* [TASK INPUTS]:
□ □ □

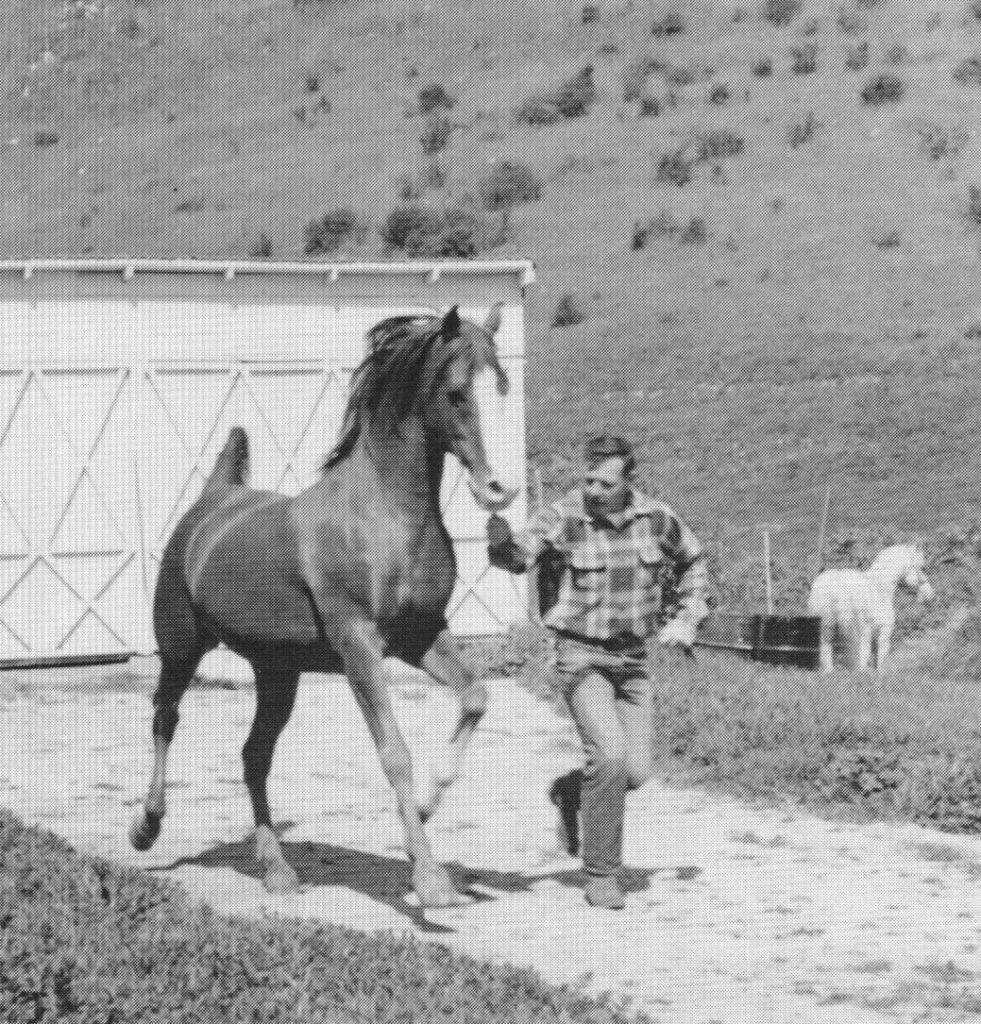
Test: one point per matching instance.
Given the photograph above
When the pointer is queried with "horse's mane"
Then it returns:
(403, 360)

□ □ □

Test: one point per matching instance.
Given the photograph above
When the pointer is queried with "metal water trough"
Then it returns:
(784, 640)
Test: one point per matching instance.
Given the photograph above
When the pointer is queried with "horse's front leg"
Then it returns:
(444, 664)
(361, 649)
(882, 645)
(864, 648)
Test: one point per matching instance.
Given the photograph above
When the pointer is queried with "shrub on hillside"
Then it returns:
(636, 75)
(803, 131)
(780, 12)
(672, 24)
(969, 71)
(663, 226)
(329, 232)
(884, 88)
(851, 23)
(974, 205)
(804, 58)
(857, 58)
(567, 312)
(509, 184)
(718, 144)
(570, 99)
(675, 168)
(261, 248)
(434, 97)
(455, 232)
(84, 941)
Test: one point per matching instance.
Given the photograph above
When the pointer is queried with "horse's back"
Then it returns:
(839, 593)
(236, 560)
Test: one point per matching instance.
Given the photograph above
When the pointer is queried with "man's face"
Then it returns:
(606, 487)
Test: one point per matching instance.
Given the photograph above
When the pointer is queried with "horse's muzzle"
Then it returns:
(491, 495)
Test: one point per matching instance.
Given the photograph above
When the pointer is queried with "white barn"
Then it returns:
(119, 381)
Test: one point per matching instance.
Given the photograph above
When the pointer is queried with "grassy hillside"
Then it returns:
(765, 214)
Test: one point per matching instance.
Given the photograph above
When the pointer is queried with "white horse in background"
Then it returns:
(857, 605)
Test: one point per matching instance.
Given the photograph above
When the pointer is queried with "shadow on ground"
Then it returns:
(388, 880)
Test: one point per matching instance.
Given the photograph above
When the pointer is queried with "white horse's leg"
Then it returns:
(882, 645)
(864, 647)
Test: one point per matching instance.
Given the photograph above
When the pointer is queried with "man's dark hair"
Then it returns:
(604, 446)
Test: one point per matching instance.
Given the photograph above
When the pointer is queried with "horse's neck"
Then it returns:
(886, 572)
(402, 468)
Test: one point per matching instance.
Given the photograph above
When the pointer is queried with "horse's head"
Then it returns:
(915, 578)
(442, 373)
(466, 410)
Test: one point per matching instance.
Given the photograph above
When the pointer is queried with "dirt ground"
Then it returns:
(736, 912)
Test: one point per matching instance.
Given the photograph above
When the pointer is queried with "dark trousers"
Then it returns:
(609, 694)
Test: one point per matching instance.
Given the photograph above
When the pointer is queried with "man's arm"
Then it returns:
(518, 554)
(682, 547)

□ □ □

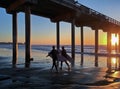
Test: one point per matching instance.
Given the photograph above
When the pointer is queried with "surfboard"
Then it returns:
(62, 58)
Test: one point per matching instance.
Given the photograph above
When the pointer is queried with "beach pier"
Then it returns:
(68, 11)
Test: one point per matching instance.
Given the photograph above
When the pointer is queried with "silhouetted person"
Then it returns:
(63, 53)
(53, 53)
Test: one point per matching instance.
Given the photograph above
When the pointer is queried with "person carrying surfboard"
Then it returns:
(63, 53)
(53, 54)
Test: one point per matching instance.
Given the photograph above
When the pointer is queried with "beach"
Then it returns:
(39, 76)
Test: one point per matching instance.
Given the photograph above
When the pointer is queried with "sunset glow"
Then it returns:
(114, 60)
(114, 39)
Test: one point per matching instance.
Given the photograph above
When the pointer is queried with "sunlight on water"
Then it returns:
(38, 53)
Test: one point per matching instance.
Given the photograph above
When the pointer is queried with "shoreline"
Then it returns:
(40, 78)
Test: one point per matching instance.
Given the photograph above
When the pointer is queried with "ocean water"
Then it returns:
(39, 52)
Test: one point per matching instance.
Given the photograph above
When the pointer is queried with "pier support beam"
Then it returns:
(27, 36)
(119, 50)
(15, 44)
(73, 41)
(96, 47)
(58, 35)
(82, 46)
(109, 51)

□ □ □

* [WHAT NEEDS TO BE DONE]: Display each line of the data above that contains the string "hillside", copied in full. Matching is case-sensitive.

* [SOLUTION FOR THIS PROBLEM]:
When the pointer is queried with "shrub on hillside"
When the pointer is queried with "grassy hillside"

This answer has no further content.